## WHAT THE TASK ASKS
Each line from the beginning of the data below through the line containing "the white flower" should be repeated exactly, please.

## EXCERPTED DATA
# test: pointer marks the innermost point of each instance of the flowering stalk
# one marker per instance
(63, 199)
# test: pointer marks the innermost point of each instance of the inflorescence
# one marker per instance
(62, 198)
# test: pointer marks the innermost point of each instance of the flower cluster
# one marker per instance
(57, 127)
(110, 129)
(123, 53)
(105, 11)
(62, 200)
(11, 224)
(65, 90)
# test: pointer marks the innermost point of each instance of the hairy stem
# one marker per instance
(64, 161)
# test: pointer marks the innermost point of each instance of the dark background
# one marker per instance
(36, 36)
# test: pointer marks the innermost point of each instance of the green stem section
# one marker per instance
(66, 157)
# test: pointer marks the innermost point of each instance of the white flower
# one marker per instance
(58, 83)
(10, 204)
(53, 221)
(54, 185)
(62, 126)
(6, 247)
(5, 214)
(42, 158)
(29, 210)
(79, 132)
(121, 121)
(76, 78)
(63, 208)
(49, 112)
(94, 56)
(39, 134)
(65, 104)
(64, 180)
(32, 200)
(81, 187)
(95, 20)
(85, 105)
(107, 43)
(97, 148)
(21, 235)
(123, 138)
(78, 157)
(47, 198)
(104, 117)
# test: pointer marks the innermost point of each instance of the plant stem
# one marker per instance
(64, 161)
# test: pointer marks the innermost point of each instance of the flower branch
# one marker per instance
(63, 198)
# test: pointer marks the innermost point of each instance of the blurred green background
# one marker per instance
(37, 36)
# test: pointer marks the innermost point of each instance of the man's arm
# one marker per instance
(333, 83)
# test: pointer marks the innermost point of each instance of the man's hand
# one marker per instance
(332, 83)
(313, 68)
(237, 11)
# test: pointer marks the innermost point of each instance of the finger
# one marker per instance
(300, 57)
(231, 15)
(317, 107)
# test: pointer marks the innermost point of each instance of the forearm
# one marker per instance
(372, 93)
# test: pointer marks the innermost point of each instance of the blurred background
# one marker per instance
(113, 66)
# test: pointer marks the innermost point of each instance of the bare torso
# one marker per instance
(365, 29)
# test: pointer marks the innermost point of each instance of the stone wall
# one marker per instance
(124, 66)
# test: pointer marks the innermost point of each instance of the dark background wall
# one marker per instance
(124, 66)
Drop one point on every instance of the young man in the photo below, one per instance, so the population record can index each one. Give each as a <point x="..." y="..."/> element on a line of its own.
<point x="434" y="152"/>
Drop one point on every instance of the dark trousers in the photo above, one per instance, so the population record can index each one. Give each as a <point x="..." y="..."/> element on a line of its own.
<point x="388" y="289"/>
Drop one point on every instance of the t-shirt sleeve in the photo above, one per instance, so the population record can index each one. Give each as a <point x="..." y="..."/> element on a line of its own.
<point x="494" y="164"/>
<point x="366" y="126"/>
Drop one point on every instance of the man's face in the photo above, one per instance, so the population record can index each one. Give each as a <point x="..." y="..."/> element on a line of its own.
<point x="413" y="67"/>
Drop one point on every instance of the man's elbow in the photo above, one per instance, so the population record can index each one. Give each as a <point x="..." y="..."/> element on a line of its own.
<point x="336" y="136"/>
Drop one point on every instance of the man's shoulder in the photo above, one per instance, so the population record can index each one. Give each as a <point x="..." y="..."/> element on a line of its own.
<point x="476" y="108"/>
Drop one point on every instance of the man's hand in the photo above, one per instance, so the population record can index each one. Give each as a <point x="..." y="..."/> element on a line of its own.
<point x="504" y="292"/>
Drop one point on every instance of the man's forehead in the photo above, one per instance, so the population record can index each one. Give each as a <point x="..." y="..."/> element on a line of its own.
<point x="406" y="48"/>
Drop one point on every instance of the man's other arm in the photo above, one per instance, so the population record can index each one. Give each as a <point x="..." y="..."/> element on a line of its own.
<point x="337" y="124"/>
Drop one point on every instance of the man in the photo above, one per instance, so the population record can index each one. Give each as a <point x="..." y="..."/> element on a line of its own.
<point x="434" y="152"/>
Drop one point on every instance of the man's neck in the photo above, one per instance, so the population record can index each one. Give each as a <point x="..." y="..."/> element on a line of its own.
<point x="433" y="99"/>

## SOLUTION
# test: pointer marks the innermost point of each instance of the flowering stalk
# one marker per instance
(63, 199)
# test: pointer marks the innermost point of each instance of the inflorescence
# one marker per instance
(62, 198)
# test: pointer marks the innermost point of each instance of the flower cluster
# one marker per instance
(57, 127)
(110, 129)
(123, 53)
(105, 11)
(62, 200)
(11, 224)
(65, 90)
# test: pointer marks the innermost point of each instance of the hairy stem
# one marker per instance
(64, 161)
# test: pointer marks the innermost point of each instance of the dark background
# one marker per instance
(36, 36)
# test: pointer marks the innermost point of each instance of the green stem section
# one marker per instance
(66, 157)
# test: pointer marks the innermost point of each instance of the white flower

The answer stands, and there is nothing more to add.